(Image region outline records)

* BEGIN *

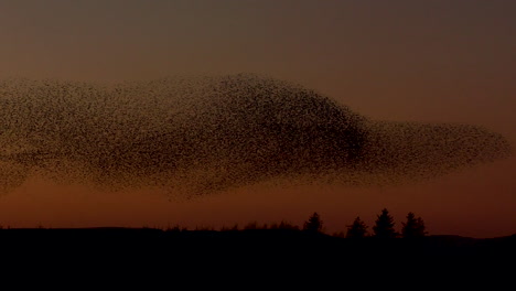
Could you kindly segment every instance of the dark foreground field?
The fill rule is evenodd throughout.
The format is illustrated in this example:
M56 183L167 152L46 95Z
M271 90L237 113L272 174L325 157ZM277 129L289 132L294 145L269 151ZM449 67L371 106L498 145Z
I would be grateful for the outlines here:
M0 246L34 256L224 259L514 258L516 235L497 238L341 238L293 229L162 230L155 228L0 229ZM8 251L9 254L9 251Z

* END *

Required work ▸ Render every line of the records above as a numbered list, omitting blank lines and leaving the pictures out of the answer.

Reply to the exercise ▸
1. Could you kindly segment every instance of the dark foreground field?
2. The fill rule is evenodd throughout.
3. The format is illustrated in this example:
4. M56 183L167 152L46 95Z
5. M271 90L237 113L272 174L325 157ZM277 129L289 132L294 145L269 151ZM449 67L371 106L498 145Z
6. I would be grateful for the outlines here:
7. M0 246L34 256L224 259L514 258L516 235L497 238L341 238L293 229L162 230L155 228L0 229ZM8 251L9 254L9 251Z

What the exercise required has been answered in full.